* [WHAT THE EXERCISE ASKS]:
Render all the items below as a JSON list of strings with one string per line. Skip blank lines and leave the pictures out.

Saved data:
• • • • • • •
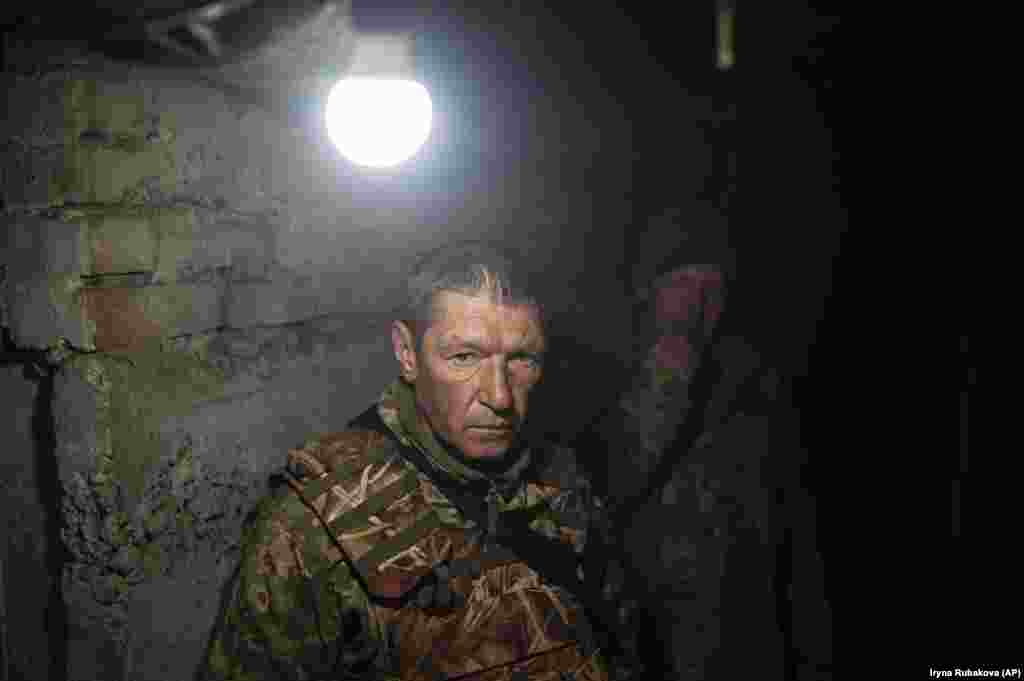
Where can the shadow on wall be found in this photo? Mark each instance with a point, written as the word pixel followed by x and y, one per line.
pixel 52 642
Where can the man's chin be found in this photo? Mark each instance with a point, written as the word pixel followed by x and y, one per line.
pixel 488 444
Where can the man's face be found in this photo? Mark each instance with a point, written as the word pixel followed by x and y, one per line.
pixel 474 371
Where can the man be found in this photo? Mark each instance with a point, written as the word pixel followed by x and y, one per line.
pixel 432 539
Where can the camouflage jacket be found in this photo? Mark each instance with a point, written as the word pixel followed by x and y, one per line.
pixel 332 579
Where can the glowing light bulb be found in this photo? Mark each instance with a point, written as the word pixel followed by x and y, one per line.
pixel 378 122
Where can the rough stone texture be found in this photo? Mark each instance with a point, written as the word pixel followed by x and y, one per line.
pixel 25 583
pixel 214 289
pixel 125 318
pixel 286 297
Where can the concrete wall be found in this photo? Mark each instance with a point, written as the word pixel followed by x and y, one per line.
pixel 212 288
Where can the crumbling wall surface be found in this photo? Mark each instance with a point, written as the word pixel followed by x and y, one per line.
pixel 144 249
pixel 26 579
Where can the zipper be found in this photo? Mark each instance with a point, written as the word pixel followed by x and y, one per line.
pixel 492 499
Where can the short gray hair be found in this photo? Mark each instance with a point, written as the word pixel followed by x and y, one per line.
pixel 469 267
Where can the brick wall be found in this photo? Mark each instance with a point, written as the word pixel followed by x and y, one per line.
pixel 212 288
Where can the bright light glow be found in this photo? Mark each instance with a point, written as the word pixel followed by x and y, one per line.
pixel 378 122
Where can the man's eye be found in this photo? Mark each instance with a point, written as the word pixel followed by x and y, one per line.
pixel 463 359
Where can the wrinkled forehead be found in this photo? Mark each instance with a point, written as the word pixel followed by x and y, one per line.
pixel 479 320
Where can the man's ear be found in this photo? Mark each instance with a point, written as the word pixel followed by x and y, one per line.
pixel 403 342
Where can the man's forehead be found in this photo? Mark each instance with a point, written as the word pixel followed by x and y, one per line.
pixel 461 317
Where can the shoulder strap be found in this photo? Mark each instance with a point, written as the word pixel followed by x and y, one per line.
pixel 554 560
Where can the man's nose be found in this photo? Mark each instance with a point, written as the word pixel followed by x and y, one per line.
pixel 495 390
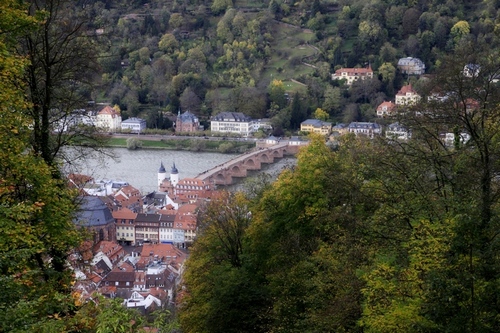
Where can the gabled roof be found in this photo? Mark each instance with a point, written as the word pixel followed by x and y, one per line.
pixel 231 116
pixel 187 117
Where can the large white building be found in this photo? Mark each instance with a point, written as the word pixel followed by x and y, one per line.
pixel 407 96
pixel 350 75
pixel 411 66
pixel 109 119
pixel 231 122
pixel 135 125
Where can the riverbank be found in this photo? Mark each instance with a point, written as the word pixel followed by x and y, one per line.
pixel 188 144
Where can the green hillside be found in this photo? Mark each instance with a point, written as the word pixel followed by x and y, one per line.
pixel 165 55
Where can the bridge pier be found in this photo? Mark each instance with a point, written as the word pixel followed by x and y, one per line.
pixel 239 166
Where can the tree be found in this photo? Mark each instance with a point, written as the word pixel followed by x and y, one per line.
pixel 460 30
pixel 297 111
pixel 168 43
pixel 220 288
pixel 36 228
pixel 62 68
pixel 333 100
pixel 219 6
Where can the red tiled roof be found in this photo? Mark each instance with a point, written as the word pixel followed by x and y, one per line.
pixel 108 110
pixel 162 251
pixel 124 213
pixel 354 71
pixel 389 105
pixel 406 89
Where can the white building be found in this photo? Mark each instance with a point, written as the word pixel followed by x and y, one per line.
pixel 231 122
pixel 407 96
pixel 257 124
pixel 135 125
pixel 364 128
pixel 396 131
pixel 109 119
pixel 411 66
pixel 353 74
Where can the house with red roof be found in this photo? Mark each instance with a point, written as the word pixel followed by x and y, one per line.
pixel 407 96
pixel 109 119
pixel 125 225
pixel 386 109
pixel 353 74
• • • • • • •
* [RESULT]:
[
  "Where can the shadow on wall be found in this photo? Mark each instance with a point, written as the word pixel followed by x and y, one per line.",
  "pixel 52 642",
  "Where can the man's chin be found in this photo? Mark each instance with a point, written as the word pixel followed by x and y, one per line.",
  "pixel 488 444",
  "Where can the man's face be found in this photo? Mark each instance with a point, written as the word pixel followed by x and y, one per line.",
  "pixel 474 371",
  "Where can the man be found in this photo? Mark each instance with a point, written as the word pixel followed by x and y, one per line.",
  "pixel 432 539",
  "Where can the camouflage jacket be found in this photo? Mark each instance with a point, written as the word pixel followed by x and y, one per line.",
  "pixel 332 579",
  "Where can the glowing light bulb be found in this photo? Mark each instance with a point, written as the word pixel followed by x and y, one per line.",
  "pixel 378 122",
  "Where can the rough stone texture be found in this photo? Mark each instance with a point, written as the word pixel followed by x and y, one per line.",
  "pixel 25 583",
  "pixel 214 289",
  "pixel 125 318",
  "pixel 286 297",
  "Where can the concrete wall be found in this photo? Mark each instance with a point, written as the word pixel followed by x and y, one per line.",
  "pixel 212 288",
  "Where can the crumbling wall surface be found in this photo? Mark each instance with a point, written as the word pixel followed by x and y, one per line.",
  "pixel 144 249",
  "pixel 26 579",
  "Where can the zipper be found in this photo? Mark each instance with a point, written as the word pixel followed by x and y, one per line.",
  "pixel 492 499",
  "Where can the short gray hair be found in this photo? Mark each instance with a point, written as the word pixel followed by x and y, one per line.",
  "pixel 469 267",
  "Where can the brick wall be found in this photo? Mark each instance with a point, written as the word pixel followed by x and y, one per line.",
  "pixel 212 288",
  "Where can the bright light glow be found in this photo? Mark each instance with a point, written as the word pixel followed by x and y, one per line.",
  "pixel 378 122",
  "Where can the man's eye be found in this photo? Mark each instance with a point, written as the word pixel followed by x and y, one per line.",
  "pixel 463 359",
  "Where can the wrinkled forehead be found in this photo? Mark each instance with a point, written as the word pixel followed by x and y, one per line.",
  "pixel 479 320",
  "Where can the man's ear be found in this photo? Mark each instance with a point, written as the word pixel followed by x and y, one per line.",
  "pixel 403 342",
  "Where can the man's forehead be found in this photo? Mark each instance with a point, written as the word pixel followed by x and y, one per line.",
  "pixel 461 317",
  "Where can the shoulder strap be found in this photo? Mark each instance with a point, written as the word pixel followed by x and y, one per line.",
  "pixel 554 560",
  "Where can the man's nose be found in this photo? Mark each instance with a point, written as the word pixel followed by x and y, one per line.",
  "pixel 495 390",
  "Where can the gabled roof be found in this photo? Mark each instance with a point, written as the word pixel followed by x and y, one per line.",
  "pixel 231 116",
  "pixel 187 117",
  "Where can the large white building be found in this photo? Mark each instance with a point, written as the word pixel followed by x and y, one per line.",
  "pixel 407 96",
  "pixel 350 75",
  "pixel 411 66",
  "pixel 109 119",
  "pixel 231 122",
  "pixel 135 125",
  "Where can the riverbank be found in this photo? Mark each instance with a point, written as the word pixel followed by x and y, one per line.",
  "pixel 188 144",
  "Where can the green hillside be found in this photo? Mark each instance with a point, written as the word pixel followed by x and y, one per line.",
  "pixel 165 55",
  "Where can the bridge pier be found in this photo? Mark each instance with a point, written as the word pixel followed by x and y, one per line.",
  "pixel 239 166",
  "Where can the tree be found in this photo? Mark each instance with a point, written as the word pixel followed by x and y, one per line.",
  "pixel 460 30",
  "pixel 297 111",
  "pixel 168 43",
  "pixel 220 288",
  "pixel 36 228",
  "pixel 62 68",
  "pixel 333 100",
  "pixel 219 6",
  "Where can the red tiled roof be found in this photo? Mark each instance with a point, written as the word pixel followed by x and y, one per line.",
  "pixel 108 110",
  "pixel 162 251",
  "pixel 124 213",
  "pixel 354 71",
  "pixel 389 105",
  "pixel 406 89",
  "Where can the white building be found in this photo? Mark each instance with a point, written as the word pixel followed by x and y, one per line.",
  "pixel 231 122",
  "pixel 407 96",
  "pixel 257 124",
  "pixel 135 125",
  "pixel 364 128",
  "pixel 396 131",
  "pixel 109 119",
  "pixel 411 66",
  "pixel 353 74",
  "Where can the house with red roof be found in this photo? Mark each instance with a point, written as the word pixel followed by x and y, one per line.",
  "pixel 407 96",
  "pixel 109 119",
  "pixel 125 225",
  "pixel 386 109",
  "pixel 353 74"
]